START RECORDS SUPPLIED

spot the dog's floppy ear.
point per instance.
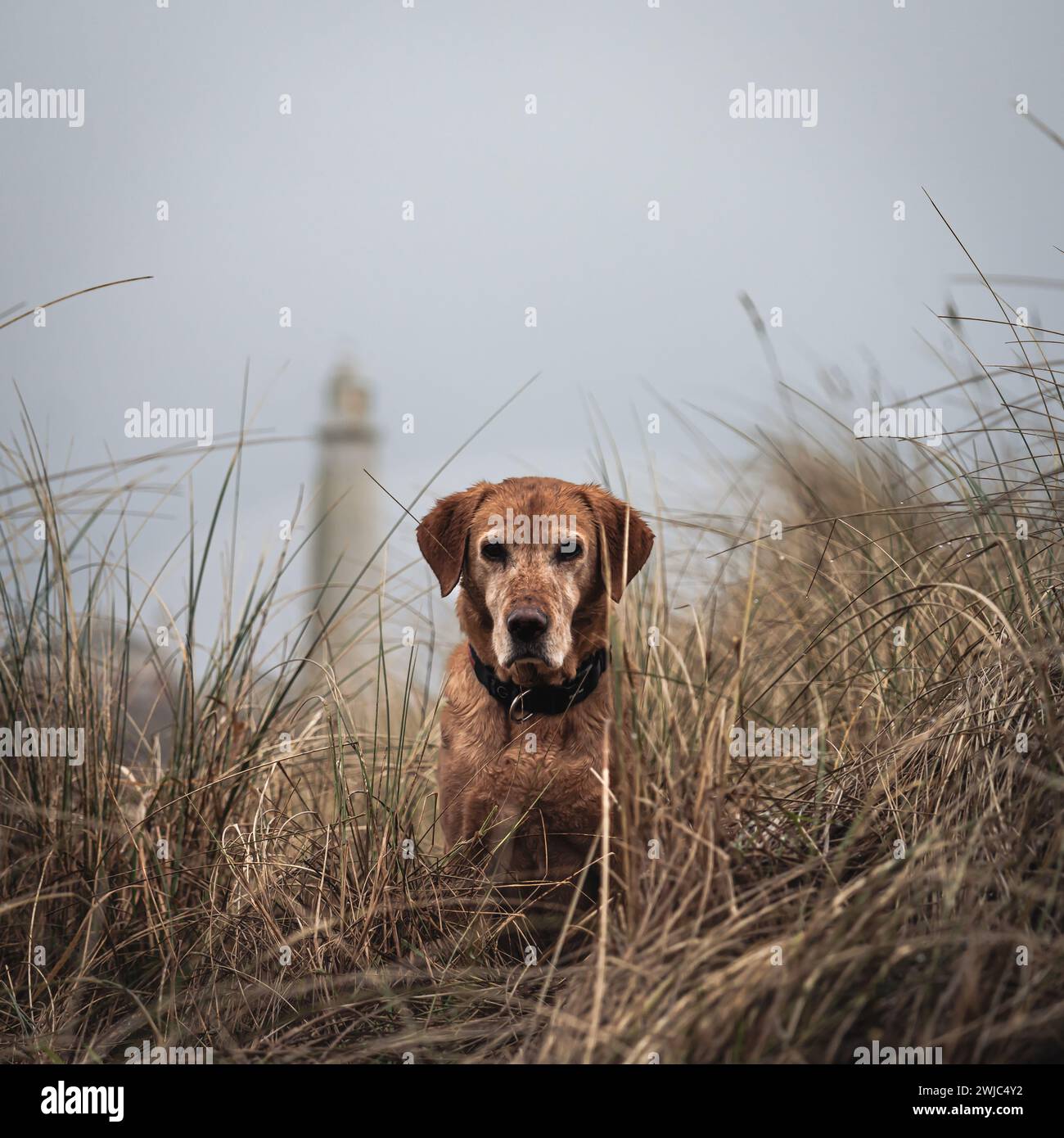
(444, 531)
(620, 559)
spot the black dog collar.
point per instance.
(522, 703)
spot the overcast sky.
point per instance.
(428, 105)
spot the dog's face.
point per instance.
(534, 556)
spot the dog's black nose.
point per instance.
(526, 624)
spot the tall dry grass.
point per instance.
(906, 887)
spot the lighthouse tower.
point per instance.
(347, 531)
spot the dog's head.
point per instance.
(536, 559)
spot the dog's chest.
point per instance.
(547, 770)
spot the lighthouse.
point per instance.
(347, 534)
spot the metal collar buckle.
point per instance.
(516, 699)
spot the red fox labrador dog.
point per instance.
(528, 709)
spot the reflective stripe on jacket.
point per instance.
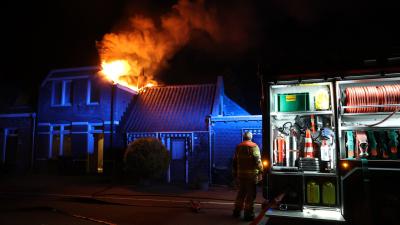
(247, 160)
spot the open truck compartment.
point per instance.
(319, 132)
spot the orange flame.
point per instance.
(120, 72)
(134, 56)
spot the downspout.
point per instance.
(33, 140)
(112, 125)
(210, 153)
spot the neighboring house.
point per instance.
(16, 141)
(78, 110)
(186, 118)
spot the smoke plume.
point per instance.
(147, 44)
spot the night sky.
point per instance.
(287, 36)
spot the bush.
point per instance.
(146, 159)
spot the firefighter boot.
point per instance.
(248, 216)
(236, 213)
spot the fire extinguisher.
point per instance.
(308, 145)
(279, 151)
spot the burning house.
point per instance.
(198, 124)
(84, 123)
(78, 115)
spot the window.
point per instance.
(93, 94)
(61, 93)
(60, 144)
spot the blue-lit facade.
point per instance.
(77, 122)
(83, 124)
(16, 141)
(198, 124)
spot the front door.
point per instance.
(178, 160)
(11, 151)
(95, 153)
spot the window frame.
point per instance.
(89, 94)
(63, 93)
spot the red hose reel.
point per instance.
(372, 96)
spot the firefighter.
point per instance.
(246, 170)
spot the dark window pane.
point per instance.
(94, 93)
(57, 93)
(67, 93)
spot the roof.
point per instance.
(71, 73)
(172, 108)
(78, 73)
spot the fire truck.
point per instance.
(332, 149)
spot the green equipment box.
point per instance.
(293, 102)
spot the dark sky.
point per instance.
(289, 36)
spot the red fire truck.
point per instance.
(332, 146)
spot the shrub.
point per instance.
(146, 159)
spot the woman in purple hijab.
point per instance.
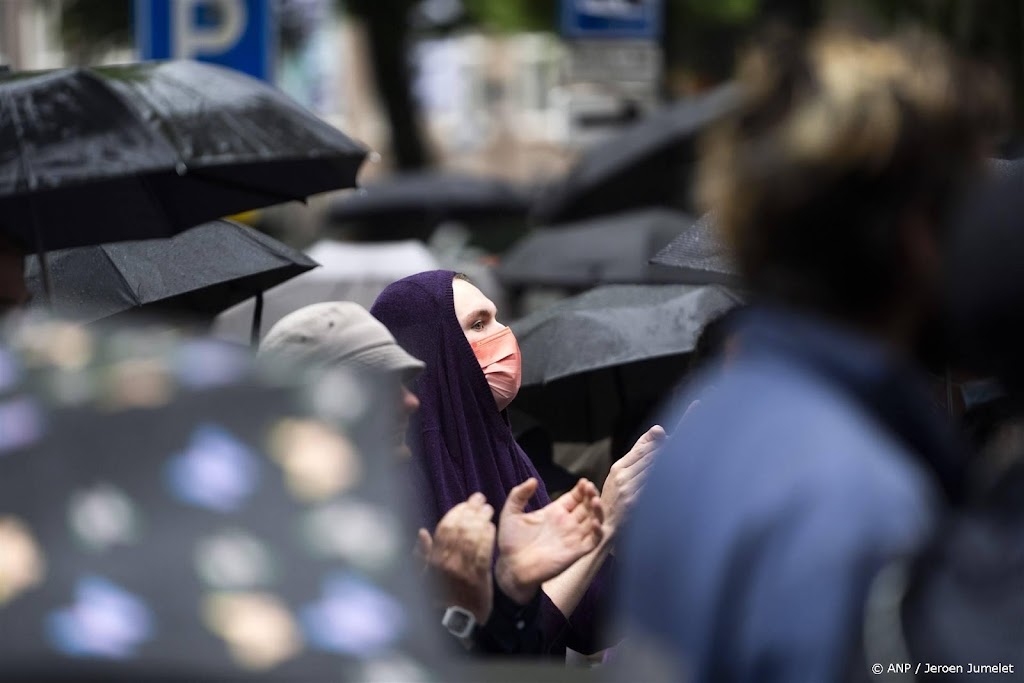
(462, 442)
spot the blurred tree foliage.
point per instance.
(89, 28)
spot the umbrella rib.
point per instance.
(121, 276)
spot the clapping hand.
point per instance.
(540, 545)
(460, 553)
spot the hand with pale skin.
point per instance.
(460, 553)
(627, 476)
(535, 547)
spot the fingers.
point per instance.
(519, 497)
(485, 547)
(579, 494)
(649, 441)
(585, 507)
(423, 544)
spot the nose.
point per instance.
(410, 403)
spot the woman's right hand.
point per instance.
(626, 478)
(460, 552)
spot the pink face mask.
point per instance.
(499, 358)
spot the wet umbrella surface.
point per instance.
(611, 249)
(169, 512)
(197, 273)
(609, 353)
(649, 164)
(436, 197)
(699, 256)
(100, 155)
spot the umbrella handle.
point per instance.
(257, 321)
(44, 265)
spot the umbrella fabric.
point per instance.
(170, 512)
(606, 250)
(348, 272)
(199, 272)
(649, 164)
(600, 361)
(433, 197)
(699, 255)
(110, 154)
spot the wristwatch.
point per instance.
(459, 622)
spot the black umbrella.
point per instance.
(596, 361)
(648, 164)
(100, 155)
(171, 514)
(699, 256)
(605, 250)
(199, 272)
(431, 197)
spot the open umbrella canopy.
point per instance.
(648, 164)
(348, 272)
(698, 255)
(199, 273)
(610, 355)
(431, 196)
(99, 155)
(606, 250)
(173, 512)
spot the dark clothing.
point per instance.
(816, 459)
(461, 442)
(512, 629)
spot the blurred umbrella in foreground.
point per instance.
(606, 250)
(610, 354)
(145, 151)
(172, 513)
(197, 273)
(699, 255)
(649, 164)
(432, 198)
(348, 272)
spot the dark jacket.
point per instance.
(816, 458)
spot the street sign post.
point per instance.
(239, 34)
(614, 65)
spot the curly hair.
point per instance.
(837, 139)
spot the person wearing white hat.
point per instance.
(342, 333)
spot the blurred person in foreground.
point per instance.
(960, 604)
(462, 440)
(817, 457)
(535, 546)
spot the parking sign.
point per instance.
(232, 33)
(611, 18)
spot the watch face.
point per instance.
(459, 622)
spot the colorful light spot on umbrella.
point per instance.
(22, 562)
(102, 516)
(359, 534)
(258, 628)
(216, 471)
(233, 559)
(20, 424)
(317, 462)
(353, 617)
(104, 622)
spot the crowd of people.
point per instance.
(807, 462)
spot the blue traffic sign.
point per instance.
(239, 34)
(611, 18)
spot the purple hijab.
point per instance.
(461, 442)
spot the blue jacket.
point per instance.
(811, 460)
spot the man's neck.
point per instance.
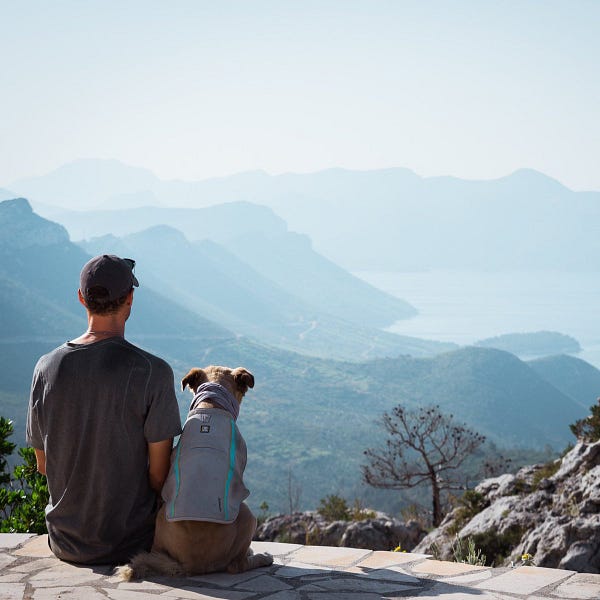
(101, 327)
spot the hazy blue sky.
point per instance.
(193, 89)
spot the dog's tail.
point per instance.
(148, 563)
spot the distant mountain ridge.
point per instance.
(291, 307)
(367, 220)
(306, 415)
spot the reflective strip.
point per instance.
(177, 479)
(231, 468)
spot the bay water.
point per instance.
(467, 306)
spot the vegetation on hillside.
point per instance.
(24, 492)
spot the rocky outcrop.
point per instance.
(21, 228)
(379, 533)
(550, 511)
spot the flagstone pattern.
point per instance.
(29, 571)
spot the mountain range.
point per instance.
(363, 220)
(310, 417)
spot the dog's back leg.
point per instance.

END RECORDS SUPPLIED

▸ **PROBLEM TO WORK ON**: Check each line of the listing above. Copy the ones with the word "truck".

▸ **EXERCISE RESULT**:
spot the open truck compartment.
spot the fire truck.
spot the red fire truck.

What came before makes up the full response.